Render the records below as a JSON list of strings, with one string per line and no entries for blank lines.

** BEGIN RAW RECORDS **

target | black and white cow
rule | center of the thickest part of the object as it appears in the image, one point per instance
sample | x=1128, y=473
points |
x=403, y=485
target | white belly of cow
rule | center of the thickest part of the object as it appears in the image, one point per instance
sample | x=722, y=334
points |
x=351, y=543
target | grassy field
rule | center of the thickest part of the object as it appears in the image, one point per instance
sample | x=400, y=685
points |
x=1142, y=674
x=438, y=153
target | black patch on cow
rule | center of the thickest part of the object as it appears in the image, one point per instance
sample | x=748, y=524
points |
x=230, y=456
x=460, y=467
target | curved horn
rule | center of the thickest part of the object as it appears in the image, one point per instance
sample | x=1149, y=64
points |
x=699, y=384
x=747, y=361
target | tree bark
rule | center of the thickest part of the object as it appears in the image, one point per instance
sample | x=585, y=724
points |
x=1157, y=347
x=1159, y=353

** END RAW RECORDS **

» FULL RESPONSE:
[
  "target | black and white cow",
  "rule | center of the thickest part of the object as it appears in the image, one point per instance",
  "sample | x=1128, y=473",
  "points |",
  "x=403, y=485",
  "target | white belly of cow",
  "rule | center of the thickest part of the object as it appears in the image, one point per instance",
  "sample | x=722, y=334",
  "points |",
  "x=351, y=543",
  "target | grassy field",
  "rule | center of the thickest part of the object as it appears in the image, one point per instance",
  "sample | x=400, y=685",
  "points |",
  "x=1142, y=674",
  "x=438, y=153",
  "target | black patch on cow",
  "rule | center of the thickest part of the object as it appears in the image, one point per instance",
  "sample | x=748, y=524",
  "points |",
  "x=230, y=456",
  "x=460, y=467",
  "target | curved horn",
  "rule | center of the thickest part of the object as it appears in the image, one point per instance",
  "sample | x=1149, y=64",
  "points |",
  "x=699, y=384",
  "x=747, y=361",
  "target | tree bark",
  "rule | center of the thickest part of the object as it appears in the image, one point per instance",
  "sample | x=585, y=724",
  "points |",
  "x=1157, y=347",
  "x=1159, y=353"
]